- [PASSAGE]:
# # #

We would like to give you an initial overview of the intended tax incentives, simplifications and measures to increase efficiency (extract):

 

Simplification of tax law, in particular payroll accounting and employee tax assessment

  • The Federal Government is committed to simplifying the Income Tax Act, payroll accounting and employee tax assessment.
  • Work on the recodification of the Income Tax Act will be continued with the aim of enacting a new Income Tax Act.
  • The aim is to introduce a comprehensive package of measures to simplify, reduce bureaucracy and digitalise payroll accounting and employee assessment.
  • Employee tax assessment is to be simplified by, among other things, reviewing the amount of the tax-free allowance and the flat-rate allowance for income-related expenses and reforming extraordinary expenses.
  • The possibility of integrating the negative tax into payroll accounting in an unbureaucratic manner is being examined in order to improve visibility with the aim of creating positive incentives to work.

 

More efficiency in the tax system

  • In order to be able to fulfil the important tax control and service tasks in the future, the federal government is committed to providing sufficient resources (personnel, digitalisation, AI) and to making working and training conditions in the tax administration more attractive.

 

Income tax

  • Extension of EStG tax rate 55% by 4 years.
  • The federal government is committed to the performance principle. Both paid working hours and (unpaid) “care” hours contribute to prosperity in Austria. In order to increase the number of paid working hours and promote employment as well as strengthen private consumption and economic growth, tax incentives and reductions are to be implemented – where possible from a budgetary and economic perspective.

# # #

- [INFORMATION SUPPLIED]:
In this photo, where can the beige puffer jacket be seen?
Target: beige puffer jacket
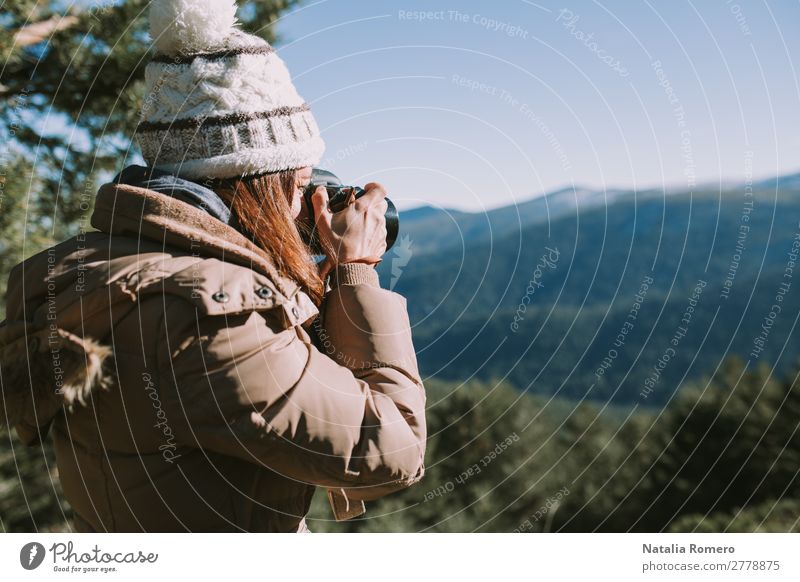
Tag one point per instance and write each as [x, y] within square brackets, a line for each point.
[178, 374]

# # #

- [EXERCISE]: Can you repeat the part of the tax passage between "More efficiency in" and "administration more attractive.", inclusive, word for word? Draw only on the tax passage, not on the listing.

- [ANSWER TO THE EXERCISE]:
More efficiency in the tax system

  • In order to be able to fulfil the important tax control and service tasks in the future, the federal government is committed to providing sufficient resources (personnel, digitalisation, AI) and to making working and training conditions in the tax administration more attractive.